▸ **What you will do**
The answer must be the full set of records, repeated exactly.

▸ **Excerpted data**
=-=-=-=-=

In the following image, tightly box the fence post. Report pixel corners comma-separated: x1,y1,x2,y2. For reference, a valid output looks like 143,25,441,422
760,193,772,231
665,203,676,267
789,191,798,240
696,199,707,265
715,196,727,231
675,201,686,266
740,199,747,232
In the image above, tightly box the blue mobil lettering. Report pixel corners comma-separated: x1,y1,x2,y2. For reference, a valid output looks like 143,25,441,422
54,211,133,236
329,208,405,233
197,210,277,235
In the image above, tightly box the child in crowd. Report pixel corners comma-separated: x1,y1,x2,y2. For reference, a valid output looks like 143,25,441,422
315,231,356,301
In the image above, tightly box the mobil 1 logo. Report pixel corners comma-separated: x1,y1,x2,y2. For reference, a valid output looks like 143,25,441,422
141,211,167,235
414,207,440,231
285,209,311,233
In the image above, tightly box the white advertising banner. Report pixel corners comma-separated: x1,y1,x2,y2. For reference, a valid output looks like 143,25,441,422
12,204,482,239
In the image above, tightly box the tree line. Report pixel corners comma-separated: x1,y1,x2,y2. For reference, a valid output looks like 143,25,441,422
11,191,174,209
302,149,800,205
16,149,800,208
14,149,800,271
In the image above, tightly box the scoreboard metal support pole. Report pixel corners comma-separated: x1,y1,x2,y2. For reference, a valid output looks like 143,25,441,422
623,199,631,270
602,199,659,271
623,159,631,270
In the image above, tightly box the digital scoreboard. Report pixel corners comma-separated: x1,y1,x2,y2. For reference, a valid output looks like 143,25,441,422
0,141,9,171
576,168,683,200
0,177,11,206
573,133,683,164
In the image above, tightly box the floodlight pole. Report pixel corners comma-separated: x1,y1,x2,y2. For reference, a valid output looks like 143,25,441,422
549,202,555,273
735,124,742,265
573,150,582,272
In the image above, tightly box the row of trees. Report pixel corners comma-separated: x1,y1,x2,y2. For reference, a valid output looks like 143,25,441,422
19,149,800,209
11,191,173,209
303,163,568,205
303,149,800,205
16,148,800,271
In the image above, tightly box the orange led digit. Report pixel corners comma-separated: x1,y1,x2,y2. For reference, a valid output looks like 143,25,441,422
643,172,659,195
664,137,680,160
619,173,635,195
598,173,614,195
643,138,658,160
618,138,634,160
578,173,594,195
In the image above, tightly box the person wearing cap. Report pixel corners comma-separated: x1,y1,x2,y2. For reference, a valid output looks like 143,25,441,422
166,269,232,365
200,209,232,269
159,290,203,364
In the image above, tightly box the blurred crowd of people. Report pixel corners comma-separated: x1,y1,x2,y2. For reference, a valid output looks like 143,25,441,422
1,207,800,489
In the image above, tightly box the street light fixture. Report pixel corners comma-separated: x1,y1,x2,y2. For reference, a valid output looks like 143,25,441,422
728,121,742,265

=-=-=-=-=

▸ **Response box**
In the following image, tightly box the fence post. Report pixel corners comma-separated: x1,y1,x2,y2. For reference, a valid output looks like 143,25,441,422
760,193,772,231
665,203,676,267
789,191,798,240
696,199,707,265
715,196,727,231
675,201,686,266
740,199,747,232
In the image above, tightly box the blue mobil lettering. Report pixel corners comma-separated: x1,y1,x2,y2. For reference, a valid output looks like 143,25,441,422
54,211,133,236
329,208,405,233
197,210,277,235
In the image above, tightly box the child in crowd. Report pixel corners comma-separated: x1,y1,x2,y2. For reference, a valid output looks like 143,25,441,422
315,231,356,301
In the image above, tightly box the mobil 1 logo. Report pixel corners comma-separated: x1,y1,x2,y2. For reference, a valid output looks like 143,25,441,422
141,211,167,235
414,207,440,231
285,209,311,233
In the image above, tightly box the white advertising banner. Report pixel corners comma-separated: x1,y1,x2,y2. For reference, a valid output looks like 143,25,441,422
12,204,482,239
In the image above, tightly box the tree line. Report pixel corners comma-separated: x1,y1,x2,y2. For reference, a valid output looks like 143,25,441,422
11,191,174,209
302,149,800,205
16,149,800,208
14,149,800,271
In the image above, tightly box the scoreboard metal support pole. Report pixel corners comma-separated: x1,y1,x2,y2. For reference, a valid output looks like 143,25,441,422
623,199,631,270
602,199,659,271
623,159,631,270
In the image above, tightly box the digital scoreboard. Report pixel corners comma-separated: x1,y1,x2,y2. For reference, a valid output looks like 143,25,441,422
0,141,9,171
576,168,683,200
0,177,11,206
573,133,683,164
In the image above, tightly box the floodlight pole. Report pixel corners comma-separated: x1,y1,x2,y2. For reference, a valid output looks like 143,25,441,422
549,202,555,273
735,124,742,265
573,150,582,272
In the image above, tightly box the row of trees. Report pixel corners comma-separated: x1,y1,x2,y2. For reference, a valid output looks like 143,25,441,422
19,149,800,209
11,191,173,209
303,163,568,205
303,149,800,205
16,148,800,271
In the image above, tightly box the orange led digit. Report pixel corners comma-separated: x1,y1,x2,y2. For reference, a valid output looks like 143,25,441,422
643,172,659,195
664,137,680,160
619,173,635,195
598,173,614,195
643,138,658,160
618,138,634,160
578,173,594,195
In the image above, tightly box the person wearing cap. Report pixel corners comma-separated: x1,y1,x2,y2. For reference, a valid output looks like 143,25,441,422
166,269,232,365
200,209,232,269
159,290,203,364
In the image above, tightly box the blurred crowd of people. Report pixel corners comma-separated: x1,y1,x2,y2. For reference, a valid output looks like 143,25,441,422
1,207,800,489
In the image above, tightly box the street light fixture. Report pixel corners comma-separated: x1,y1,x2,y2. For reference, a valid output looks like 143,25,441,422
728,121,742,265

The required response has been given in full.